**DIRECTIONS:** The answer must consist of every record below, transcribed exactly.

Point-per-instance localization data
# # # #

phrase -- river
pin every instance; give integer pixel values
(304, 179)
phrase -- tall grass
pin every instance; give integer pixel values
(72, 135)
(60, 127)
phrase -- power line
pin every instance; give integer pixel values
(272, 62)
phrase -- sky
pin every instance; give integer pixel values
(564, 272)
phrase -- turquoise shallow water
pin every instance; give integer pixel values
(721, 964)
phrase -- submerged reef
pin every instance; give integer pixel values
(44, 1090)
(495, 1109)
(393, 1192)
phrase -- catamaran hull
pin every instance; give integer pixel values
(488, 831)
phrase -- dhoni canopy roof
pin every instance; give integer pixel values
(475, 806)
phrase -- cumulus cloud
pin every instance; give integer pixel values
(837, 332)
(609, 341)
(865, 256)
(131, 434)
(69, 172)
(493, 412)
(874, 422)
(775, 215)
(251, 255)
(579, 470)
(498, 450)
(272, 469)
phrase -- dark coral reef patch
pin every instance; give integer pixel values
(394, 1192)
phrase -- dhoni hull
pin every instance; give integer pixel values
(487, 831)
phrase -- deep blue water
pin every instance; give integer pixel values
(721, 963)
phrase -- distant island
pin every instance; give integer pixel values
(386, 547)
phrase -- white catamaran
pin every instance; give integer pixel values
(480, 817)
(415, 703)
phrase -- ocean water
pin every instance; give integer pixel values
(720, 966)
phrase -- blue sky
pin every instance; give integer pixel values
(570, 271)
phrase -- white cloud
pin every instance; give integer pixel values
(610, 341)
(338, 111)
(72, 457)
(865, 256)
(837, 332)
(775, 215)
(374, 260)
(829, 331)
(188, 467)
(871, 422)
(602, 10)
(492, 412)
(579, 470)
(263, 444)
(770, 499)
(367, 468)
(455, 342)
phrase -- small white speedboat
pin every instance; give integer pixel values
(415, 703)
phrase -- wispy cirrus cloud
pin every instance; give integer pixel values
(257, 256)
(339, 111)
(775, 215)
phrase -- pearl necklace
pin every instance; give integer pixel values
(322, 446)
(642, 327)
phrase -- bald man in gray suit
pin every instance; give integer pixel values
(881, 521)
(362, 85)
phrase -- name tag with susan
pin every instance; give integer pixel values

# # # #

**SOLUTION BELOW:**
phrase -- river
pin every instance; give integer pixel values
(304, 179)
phrase -- tall grass
pin every instance; give integer pixel values
(72, 135)
(60, 127)
phrase -- power line
pin every instance; give integer pixel values
(272, 62)
phrase -- sky
pin every instance; give integer pixel values
(564, 272)
phrase -- turquoise shallow water
pin every instance; give integer pixel values
(721, 964)
phrase -- submerged reef
pin every instance; give integer pixel values
(44, 1090)
(495, 1109)
(393, 1192)
phrase -- catamaran hull
pin every instance; give integer pixel values
(488, 831)
phrase -- dhoni canopy roof
pin every instance; give integer pixel values
(475, 806)
phrase -- cumulus cloud
pin every instance; give integer pixel values
(837, 332)
(609, 341)
(865, 256)
(131, 434)
(69, 172)
(493, 412)
(874, 422)
(775, 215)
(251, 255)
(579, 470)
(498, 450)
(272, 469)
phrase -- dark coral reef patch
pin every instance; give integer pixel values
(394, 1192)
phrase -- dhoni hull
pin every instance; give integer pixel values
(487, 831)
phrase -- deep blue water
pin every instance; give integer pixel values
(721, 963)
phrase -- distant island
pin every instance; give integer pixel values
(386, 547)
phrase -- white catamaran
pin every instance; give integer pixel values
(480, 817)
(415, 703)
phrase -- ocean water
pin every instance; give integer pixel values
(720, 966)
phrase -- blue sky
pin every instance; give integer pixel values
(570, 271)
phrase -- white cloud
pin every instance; give integer pixel values
(610, 341)
(338, 111)
(72, 457)
(865, 256)
(837, 332)
(775, 215)
(374, 260)
(829, 331)
(188, 467)
(871, 422)
(602, 10)
(492, 412)
(579, 470)
(263, 444)
(770, 499)
(367, 468)
(455, 342)
phrase -- small white speedboat
pin every instance; give integer pixel values
(415, 703)
phrase -- wispy cirrus cloud
pin every instance; give integer pixel values
(257, 256)
(339, 111)
(775, 215)
phrase -- pearl necklace
pin every instance; give integer pixel values
(322, 446)
(642, 327)
phrase -- bald man in gray suit
pin every instance; give integer pixel values
(881, 521)
(362, 85)
phrase -- name tag with susan
pin every instance; give integer pixel values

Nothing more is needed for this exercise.